◆ Selected excerpt:

IE 11 is not supported. For an optimal experience visit our site on another browser.

Digital makeover knocks years off ‘X-Men’

‘Patrick looks sensational’ says Ian McKellen about co-star Stewart
/ Source: The Associated Press

What a pair those dashing young mutants Ian McKellen and Patrick Stewart make in “X-Men: The Last Stand.”

The two actors had 20 years shaved off their features for the opening sequence in the comic-book franchise’s latest flick, the filmmakers using digital technology to match current features to those in old photos.

In the scene, McKellen, 67, and Stewart, 65, look like fair approximations of themselves in their mid-40s, a time when McKellen was busy doing Shakespeare on the British stage and Stewart had just taken over the Enterprise on TV’s “Star Trek: The Next Generation.”

“It’s as brilliantly done as airbrushing in a magazine. You cannot tell the difference,” McKellen said. “You can grow hair, you can shrink eyebrows, you can change cheekbones, you can magnify bosoms, shrink waists. You can do anything you want. It looks like a younger person. Patrick looks sensational.”

“X-Men: The Last Stand” premiered at the Cannes Film Festival before its worldwide theatrical release between Wednesday and Friday. The film is the third in the series adapted from the Marvel comic books about a world where superpowered mutants live in not-so-peaceful co-existence with the majority of humanity.

The comics and films center on the X-Men, a band of noble superheroes headed by Charles Xavier (Stewart), a wheelchair-bound telepath working peacefully toward a world where humans and mutants can live in harmony.

McKellen plays Xavier’s former comrade, Eric Lehnsherr, a mutant able to manipulate metal, whose mutant alter ego Magneto has decided that violent revolution is the only way for mutants to get a fair shake.

The opening sequence of “X-Men: The Last Stand” features Xavier and Lehnsherr 20 years earlier, still allies as they make first contact with super-mutant Jean Grey as a teenager, who grows into a powerful telepath played by Famke Janssen.

Wrinkles and sagging jowls have been magically wiped clean from Stewart and McKellen’s faces.

“I’m scared for Hollywood, because A-list movie stars are going to be putting that in their contract. ‘I want 10 years taken off me.’ This technology is unbelievable,” said “X-Men: The Last Stand” director Brett Ratner. “It’s like painting the lines out of your face. Why do people have to have plastic surgery, anymore? Just be in a movie and look flawless and perfect.”

Stewart said he and McKellen had fun with the process even before the digital effects were applied, toying around with their carriage and body language to re-create the bearing of men 20 years younger.

The technology could come in handy if plans for “X-Men” prequels ever materialize, Stewart said.

“Ian was saying the other day there has been talk of a prequel with a younger Magneto and Xavier,” Stewart said. “Well, here we are, Ian and I. Wheel us out and spend the money on the technology.”

◆ Exercise data:
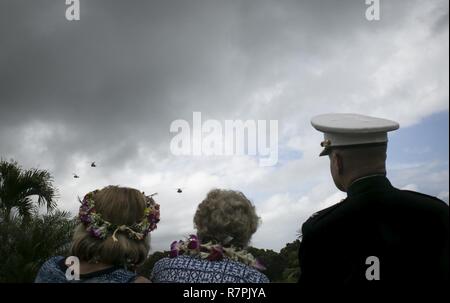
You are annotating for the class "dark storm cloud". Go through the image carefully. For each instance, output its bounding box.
[0,0,448,178]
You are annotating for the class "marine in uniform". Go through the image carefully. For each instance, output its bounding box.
[299,114,449,286]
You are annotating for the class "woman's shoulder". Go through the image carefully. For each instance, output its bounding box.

◆ What you need to do:
a. From the X-Men article, copy word for word the passage from "The comics and" up to and including "by Famke Janssen.".
b. Answer these questions about the X-Men article:
(i) How old is Ian McKellen?
(ii) Where did "X-Men: The Last Stand" premiere?
(iii) Who directed the film?

◆ Solutions by task:
a.
The comics and films center on the X-Men, a band of noble superheroes headed by Charles Xavier (Stewart), a wheelchair-bound telepath working peacefully toward a world where humans and mutants can live in harmony.

McKellen plays Xavier’s former comrade, Eric Lehnsherr, a mutant able to manipulate metal, whose mutant alter ego Magneto has decided that violent revolution is the only way for mutants to get a fair shake.

The opening sequence of “X-Men: The Last Stand” features Xavier and Lehnsherr 20 years earlier, still allies as they make first contact with super-mutant Jean Grey as a teenager, who grows into a powerful telepath played by Famke Janssen.

b.
(i) 67
(ii) At the Cannes Film Festival
(iii) Brett Ratner